══ RECORD EXTRACTS ══
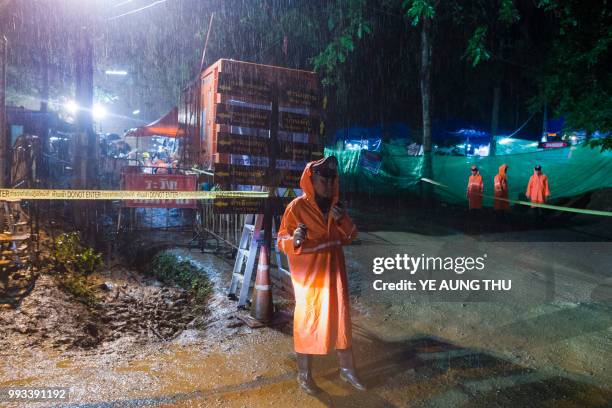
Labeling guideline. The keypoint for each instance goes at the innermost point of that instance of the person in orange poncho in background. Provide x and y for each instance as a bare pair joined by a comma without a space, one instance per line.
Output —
537,189
475,189
312,232
500,183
═══
_HOW TO COMPLETE THIS TASK:_
The records above are to be repeated exactly, apart from their pictures.

_RESPONSE BELOW:_
Labeling guideline. The keypoint for each instance goes at the innermost point of that instance of the person in orange poncho in background. Provide x and y for each instance as a bare pair joined by a comma without a space, one instance per line.
Output —
537,189
475,189
312,232
500,183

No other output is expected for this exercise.